## Excerpt to read
-- Begin --
Thanks to our kids, I have spent more time in Asia in disgusting squat toilets, than I have sunbathing on the beach. True story.
Our kids never need the toilet when we’re in our en-suite hotel room. Or when visiting a decent restaurant. Or in a
nice shopping mall. Nope. They wait approximately 12 minutes, until we’re completely in the middle of the wilderness, at a local market, traveling on a packed bus, or in a tuk-tuk. That’s when they want the toilet. And its not just for a wee either. They have a bad tummy too. It’s suddenly URGENT…
Because of these situations, we have visited some of the most horrible toilets in all of Asia. The worst one was at a local market in Ho Chi Minh City, Vietnam. It only took 5 minutes to get to the market from our homestay accommodation in a taxi. Rosie didn’t need the toilet before we left. But within 1 minute of arriving, she did. And of course, she needed it badly. It. Could. Not. Wait.
We couldn’t see any toilets around, naturally, and in the end, brave Ruben asked one of the fruit sellers if there was a loo his sister could use. They pointed to a small garage across the alleyway. There was a dude stood outside, his fist stuffed full of cash. We were ushered past, through the garage into another alleyway out the back.
-- End --
## Your task
According to the excerpt about squat toilets in Asia, where was the worst toilet the family visited?

## Data shown
-- Begin --
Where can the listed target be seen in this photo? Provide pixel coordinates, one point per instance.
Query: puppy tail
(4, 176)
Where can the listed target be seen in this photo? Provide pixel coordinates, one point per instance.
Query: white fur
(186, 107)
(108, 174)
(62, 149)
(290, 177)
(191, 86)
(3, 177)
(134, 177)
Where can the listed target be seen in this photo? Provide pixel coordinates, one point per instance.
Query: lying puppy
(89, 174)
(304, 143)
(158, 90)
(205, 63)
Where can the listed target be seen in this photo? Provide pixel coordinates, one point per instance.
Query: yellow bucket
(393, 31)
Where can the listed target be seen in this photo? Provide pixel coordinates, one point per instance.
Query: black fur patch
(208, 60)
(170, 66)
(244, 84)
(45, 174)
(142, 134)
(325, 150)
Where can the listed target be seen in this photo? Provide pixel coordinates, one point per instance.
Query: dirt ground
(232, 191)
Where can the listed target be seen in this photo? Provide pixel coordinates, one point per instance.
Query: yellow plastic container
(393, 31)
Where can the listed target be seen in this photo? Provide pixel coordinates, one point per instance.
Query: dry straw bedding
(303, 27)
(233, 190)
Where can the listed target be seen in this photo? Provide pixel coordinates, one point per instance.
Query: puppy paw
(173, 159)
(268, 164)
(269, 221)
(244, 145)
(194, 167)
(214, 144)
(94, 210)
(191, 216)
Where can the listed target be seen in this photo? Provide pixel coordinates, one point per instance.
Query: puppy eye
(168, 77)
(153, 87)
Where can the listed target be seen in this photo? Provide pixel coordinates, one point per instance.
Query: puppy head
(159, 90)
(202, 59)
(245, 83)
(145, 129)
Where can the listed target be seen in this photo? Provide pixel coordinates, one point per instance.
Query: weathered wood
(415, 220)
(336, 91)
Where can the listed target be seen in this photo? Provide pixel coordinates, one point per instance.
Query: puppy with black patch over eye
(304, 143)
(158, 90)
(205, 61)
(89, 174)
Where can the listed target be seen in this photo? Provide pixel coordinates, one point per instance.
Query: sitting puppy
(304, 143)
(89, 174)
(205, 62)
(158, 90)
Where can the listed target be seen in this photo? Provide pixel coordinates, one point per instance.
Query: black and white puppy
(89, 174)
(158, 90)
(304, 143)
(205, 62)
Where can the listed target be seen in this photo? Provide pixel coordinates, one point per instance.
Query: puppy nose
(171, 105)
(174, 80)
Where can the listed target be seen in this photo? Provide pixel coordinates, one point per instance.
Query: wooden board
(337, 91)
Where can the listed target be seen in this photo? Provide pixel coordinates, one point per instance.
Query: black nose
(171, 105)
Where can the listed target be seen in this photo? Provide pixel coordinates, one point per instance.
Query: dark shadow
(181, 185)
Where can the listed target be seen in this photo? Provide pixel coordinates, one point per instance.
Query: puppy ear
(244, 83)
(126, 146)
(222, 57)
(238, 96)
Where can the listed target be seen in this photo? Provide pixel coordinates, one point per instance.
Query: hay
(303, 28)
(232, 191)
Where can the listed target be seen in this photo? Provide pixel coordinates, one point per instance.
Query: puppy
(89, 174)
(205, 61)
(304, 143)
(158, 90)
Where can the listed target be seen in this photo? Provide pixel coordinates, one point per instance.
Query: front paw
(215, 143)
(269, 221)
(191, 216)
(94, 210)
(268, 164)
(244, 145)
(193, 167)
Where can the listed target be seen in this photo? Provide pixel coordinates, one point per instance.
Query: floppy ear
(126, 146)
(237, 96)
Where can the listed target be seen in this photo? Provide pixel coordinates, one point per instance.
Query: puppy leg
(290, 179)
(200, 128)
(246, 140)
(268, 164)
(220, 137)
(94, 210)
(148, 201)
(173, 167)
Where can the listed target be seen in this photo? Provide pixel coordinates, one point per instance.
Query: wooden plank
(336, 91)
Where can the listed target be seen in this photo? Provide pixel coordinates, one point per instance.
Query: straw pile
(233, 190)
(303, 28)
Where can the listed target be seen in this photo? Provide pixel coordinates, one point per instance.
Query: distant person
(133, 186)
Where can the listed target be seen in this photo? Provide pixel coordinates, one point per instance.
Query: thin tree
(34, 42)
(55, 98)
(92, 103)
-- End --
## Answer to the exercise
At a local market in Ho Chi Minh City, Vietnam.